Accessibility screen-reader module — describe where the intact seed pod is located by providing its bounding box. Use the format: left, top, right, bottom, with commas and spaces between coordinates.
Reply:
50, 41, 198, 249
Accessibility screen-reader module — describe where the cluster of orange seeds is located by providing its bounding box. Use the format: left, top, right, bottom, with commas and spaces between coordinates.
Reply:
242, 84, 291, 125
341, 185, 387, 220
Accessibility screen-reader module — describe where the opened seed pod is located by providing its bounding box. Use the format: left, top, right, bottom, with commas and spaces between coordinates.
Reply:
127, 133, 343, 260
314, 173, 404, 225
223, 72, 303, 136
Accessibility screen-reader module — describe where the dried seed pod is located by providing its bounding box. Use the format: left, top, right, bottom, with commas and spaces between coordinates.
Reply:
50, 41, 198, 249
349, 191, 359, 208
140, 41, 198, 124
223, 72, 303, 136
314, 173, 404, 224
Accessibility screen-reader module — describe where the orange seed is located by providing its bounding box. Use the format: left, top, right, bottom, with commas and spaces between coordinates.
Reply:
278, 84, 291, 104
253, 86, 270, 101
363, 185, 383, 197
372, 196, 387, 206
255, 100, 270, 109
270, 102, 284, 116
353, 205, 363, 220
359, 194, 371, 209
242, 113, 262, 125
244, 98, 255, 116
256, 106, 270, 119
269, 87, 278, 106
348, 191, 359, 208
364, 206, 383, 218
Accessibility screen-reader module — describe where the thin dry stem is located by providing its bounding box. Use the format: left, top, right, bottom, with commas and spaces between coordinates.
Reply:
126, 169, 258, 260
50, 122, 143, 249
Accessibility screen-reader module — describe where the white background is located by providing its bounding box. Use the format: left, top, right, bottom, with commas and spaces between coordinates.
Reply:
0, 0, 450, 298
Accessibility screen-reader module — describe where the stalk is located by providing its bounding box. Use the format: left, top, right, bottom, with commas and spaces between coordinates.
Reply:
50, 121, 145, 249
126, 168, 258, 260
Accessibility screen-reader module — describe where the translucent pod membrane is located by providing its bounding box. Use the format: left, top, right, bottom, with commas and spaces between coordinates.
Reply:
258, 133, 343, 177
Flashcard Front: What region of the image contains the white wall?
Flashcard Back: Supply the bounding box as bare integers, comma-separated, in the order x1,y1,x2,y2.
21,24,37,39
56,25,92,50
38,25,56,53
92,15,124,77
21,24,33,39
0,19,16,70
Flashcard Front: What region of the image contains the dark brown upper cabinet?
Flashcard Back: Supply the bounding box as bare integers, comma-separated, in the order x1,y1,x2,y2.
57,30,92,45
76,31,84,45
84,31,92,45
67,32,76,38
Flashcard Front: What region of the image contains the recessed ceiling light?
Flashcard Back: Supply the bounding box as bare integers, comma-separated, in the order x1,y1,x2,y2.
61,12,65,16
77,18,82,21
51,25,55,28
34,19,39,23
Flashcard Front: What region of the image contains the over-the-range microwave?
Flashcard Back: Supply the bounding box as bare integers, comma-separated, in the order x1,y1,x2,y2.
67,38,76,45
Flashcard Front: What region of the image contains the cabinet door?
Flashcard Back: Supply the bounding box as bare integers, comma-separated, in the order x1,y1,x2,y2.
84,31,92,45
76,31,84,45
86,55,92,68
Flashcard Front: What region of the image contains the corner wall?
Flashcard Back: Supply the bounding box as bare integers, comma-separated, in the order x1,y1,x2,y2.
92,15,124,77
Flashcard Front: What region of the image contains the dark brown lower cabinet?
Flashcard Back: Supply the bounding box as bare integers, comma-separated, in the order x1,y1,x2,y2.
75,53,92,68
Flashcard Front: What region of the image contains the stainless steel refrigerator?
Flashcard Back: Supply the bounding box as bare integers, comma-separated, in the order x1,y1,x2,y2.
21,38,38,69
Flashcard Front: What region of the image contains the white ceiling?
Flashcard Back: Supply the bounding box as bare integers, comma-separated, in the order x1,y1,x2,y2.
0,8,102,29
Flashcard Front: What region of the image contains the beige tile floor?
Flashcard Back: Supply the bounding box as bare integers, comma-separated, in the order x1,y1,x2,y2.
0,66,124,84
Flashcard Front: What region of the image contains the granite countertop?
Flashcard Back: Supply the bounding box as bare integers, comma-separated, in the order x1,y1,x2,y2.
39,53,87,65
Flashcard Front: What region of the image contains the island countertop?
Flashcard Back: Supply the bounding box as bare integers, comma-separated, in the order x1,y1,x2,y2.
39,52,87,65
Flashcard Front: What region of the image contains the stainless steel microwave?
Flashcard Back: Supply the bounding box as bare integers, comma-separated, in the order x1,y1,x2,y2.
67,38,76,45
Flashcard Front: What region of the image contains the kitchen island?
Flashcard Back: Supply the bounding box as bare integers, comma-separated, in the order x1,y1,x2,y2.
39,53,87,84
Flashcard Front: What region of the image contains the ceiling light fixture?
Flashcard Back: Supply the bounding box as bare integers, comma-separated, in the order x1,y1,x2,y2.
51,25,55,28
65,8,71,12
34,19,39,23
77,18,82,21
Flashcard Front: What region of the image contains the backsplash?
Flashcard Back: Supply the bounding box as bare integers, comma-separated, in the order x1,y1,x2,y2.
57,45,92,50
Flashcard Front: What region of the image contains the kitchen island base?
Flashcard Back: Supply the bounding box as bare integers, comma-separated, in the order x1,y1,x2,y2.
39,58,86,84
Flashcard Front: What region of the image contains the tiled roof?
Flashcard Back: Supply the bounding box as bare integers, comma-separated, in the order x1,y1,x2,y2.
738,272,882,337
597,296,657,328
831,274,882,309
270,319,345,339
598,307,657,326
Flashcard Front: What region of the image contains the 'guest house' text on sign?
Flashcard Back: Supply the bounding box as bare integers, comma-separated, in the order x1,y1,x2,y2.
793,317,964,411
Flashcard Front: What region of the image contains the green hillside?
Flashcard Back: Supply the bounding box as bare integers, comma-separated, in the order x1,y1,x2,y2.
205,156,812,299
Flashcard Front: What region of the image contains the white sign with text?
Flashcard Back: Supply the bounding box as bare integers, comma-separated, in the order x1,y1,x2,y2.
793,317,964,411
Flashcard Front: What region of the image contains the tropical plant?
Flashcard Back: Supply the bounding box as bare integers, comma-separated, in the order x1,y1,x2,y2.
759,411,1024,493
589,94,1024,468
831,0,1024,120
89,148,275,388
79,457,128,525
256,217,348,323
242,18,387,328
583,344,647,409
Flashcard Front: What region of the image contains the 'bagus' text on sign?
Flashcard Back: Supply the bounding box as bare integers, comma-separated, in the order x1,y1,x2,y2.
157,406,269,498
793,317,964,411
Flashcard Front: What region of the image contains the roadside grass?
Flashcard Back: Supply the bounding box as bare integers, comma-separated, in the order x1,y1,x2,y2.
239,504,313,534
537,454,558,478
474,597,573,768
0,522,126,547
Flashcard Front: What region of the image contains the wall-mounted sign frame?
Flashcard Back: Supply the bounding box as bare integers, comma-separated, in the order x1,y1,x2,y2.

_ _ _

* Exercise details *
Can you reproduce all of the material above, line for line and word for word, with nothing changed?

* Response below *
Accessibility screen-reader module — describe where the intact seed pod is located by providing its bounding box. Use the format: left, top, right, bottom, with commas and spaces between coordinates.
Reply:
50, 41, 198, 249
Accessibility screen-reader module — describe where the cluster of orange seeds is located by providing its bounding box. Use the format: left, top, right, bottom, with commas and spaces between coordinates.
Reply:
242, 84, 291, 125
341, 185, 387, 220
Accessibility screen-reader module — describe where the opened seed pod is located by providing its bounding box. Use the format: left, top, right, bottom, with commas and spaces between coordinates.
Reply:
127, 133, 343, 260
314, 173, 404, 225
223, 72, 303, 136
Accessibility screen-reader module — describe where the dried seed pod is located by providing its bounding box. Use the format: left, top, right, bottom, with commas and spaces between coordinates.
Reply:
50, 41, 198, 249
349, 191, 359, 208
140, 41, 198, 124
223, 72, 303, 136
314, 173, 404, 224
Accessibility screen-reader module — describe where the orange seed is located by providing its bounding box. Use the format: left, top, right, bottom, with commas and spaces between coordinates.
Reply:
278, 84, 291, 104
253, 86, 270, 101
363, 185, 383, 197
372, 196, 387, 206
255, 100, 270, 109
270, 102, 284, 116
353, 205, 363, 220
359, 194, 371, 209
242, 113, 262, 125
244, 98, 255, 116
256, 106, 270, 119
269, 87, 278, 106
348, 191, 359, 208
364, 206, 383, 218
Accessibility screen-reader module — describe where the thin dry stem is located by providing its bounding box. Use the format: left, top, right, bottom, with commas and spaces between coordinates.
Reply:
126, 169, 258, 260
50, 122, 143, 249
Accessibility screen-reader module — describe where the white background is located by providing its bounding box. Use the format: left, top, right, bottom, with commas and spaces between coordinates.
Reply:
0, 0, 450, 298
Accessibility screen-reader module — describe where the stalk is located by providing its bounding box. Use the format: left, top, right, bottom, with commas and spaces between coordinates.
Reply:
50, 121, 145, 249
126, 168, 258, 260
Accessibility screen-reader module — describe where the translucent pod membrane is located by providing its bounding box. Use the format: left, top, right, bottom, with commas and spaces between coordinates.
Reply:
258, 133, 343, 177
Flashcard Front: What region of the image contains the white wall?
Flashcard Back: Supply the bounding box as bare integers, comma-separated, in the order x1,y1,x2,y2.
21,24,37,39
56,25,92,50
38,25,56,53
92,15,124,77
21,24,33,39
0,19,16,70
Flashcard Front: What region of the image contains the dark brown upper cabinet?
Flashcard Back: Supply the bounding box as bare integers, comma-separated, in the order x1,y1,x2,y2.
57,30,92,45
76,31,84,45
84,31,92,45
67,32,76,38
Flashcard Front: What region of the image contains the recessed ceiling light?
Flashcard Back: Supply the bounding box as bare integers, comma-separated, in the order x1,y1,x2,y2.
61,12,65,16
77,18,82,21
51,25,55,28
34,19,39,23
Flashcard Front: What region of the image contains the over-the-range microwave?
Flashcard Back: Supply the bounding box as bare integers, comma-separated, in the order x1,y1,x2,y2.
67,38,76,45
Flashcard Front: What region of the image contains the cabinet door?
Flashcard Back: Supply the bounding box as bare integers, comma-separated, in the order x1,y1,x2,y2.
84,31,92,45
76,31,84,45
86,55,92,68
Flashcard Front: What region of the image contains the corner wall?
Flashcard Back: Supply the bounding box as bare integers, comma-separated, in the order x1,y1,x2,y2.
92,15,124,77
Flashcard Front: What region of the image contains the dark brown lower cabinet?
Flashcard Back: Supply the bounding box as bare integers, comma-separated, in the order x1,y1,x2,y2.
75,53,92,68
Flashcard Front: What region of the image contains the stainless steel refrigerator?
Flashcard Back: Supply the bounding box as bare integers, comma-separated, in the order x1,y1,x2,y2.
21,38,38,69
Flashcard Front: What region of the image contains the white ceiling?
Flashcard Back: Supply the bounding box as bare integers, comma-separated, in the order x1,y1,x2,y2.
0,8,102,29
Flashcard Front: What region of the image contains the beige tile floor?
Flashcard Back: Supply the bounding box as bare integers, comma-separated, in the order x1,y1,x2,y2.
0,66,124,84
Flashcard Front: What region of the image contains the granite countertop?
Flashcard Back: Supply the bounding box as bare integers, comma-separated, in the order x1,y1,x2,y2.
39,53,87,65
Flashcard Front: What region of the image contains the island countertop?
Flashcard Back: Supply the bounding box as bare integers, comma-separated, in the order x1,y1,x2,y2.
39,52,87,65
Flashcard Front: What region of the image contains the stainless steel microwave?
Flashcard Back: Supply the bounding box as bare integers, comma-separated, in the order x1,y1,x2,y2.
67,38,76,45
Flashcard Front: What region of the image contains the kitchen island?
Flashcard Back: Supply the bounding box as bare integers, comma-separated, in the order x1,y1,x2,y2.
39,53,87,84
Flashcard Front: What region of the image contains the ceiling light fixture?
Flashcard Back: Supply the bounding box as bare integers, comma-separated, in the order x1,y1,x2,y2.
51,25,55,28
65,8,71,12
34,19,39,23
77,18,82,21
Flashcard Front: What region of the image contains the backsplash?
Flashcard Back: Supply the bounding box as bare integers, comma-separated, in the order x1,y1,x2,y2.
57,45,92,50
Flashcard Front: What region of the image contains the kitchen island base?
Flashcard Back: Supply the bounding box as bare integers, comma-separated, in the order x1,y1,x2,y2.
39,58,86,84
Flashcard Front: What region of the image contains the tiled roof?
Flashcard Back: Supply the bounding box as bare integers, comma-separated, in the order x1,y1,x2,y2.
738,272,882,337
597,296,657,328
831,274,882,309
270,319,345,339
598,307,657,326
Flashcard Front: What region of the image contains the 'guest house' text on sign?
Flashcard Back: Supply the bounding box as bare integers, comma-separated, in the order x1,y1,x2,y2.
793,317,964,411
Flashcard Front: What region of the image contains the green hillside?
Flashcard Back: Supply the bounding box as bare integers, comma-separated, in the order x1,y1,x2,y2.
205,156,812,299
Flashcard Front: What region of the image contains the white sign with text?
Flashcard Back: Supply the bounding box as bare integers, comma-separated, in the order x1,y1,x2,y2.
793,317,964,411
Flashcard Front: What region of the image contains the tropical plant?
Flashcard Back: Supply the bounding box as bare integers, comma-separated, in the order x1,y1,x2,y2.
759,411,1024,493
589,94,1024,468
831,0,1024,120
89,148,275,388
79,457,128,525
256,217,348,323
242,18,387,328
583,344,647,409
Flashcard Front: What region of the image contains the 'bagus' text on sign?
Flashcard Back: Supply the bounding box as bare integers, comma-separated, in the order x1,y1,x2,y2.
157,406,269,498
793,317,964,411
Flashcard Front: What region of the image contains the roadside grass?
Flashcard Back: Supply the bounding box as bare integers, comma-separated, in the order x1,y1,x2,y2.
239,504,313,534
537,454,558,478
474,597,573,768
0,522,126,547
Flashcard Front: What region of the image contains the wall-mounted sign frame?
Flashcard Back: Supply the bounding box as bare integers, comma-separated, in the order x1,y1,x2,y2.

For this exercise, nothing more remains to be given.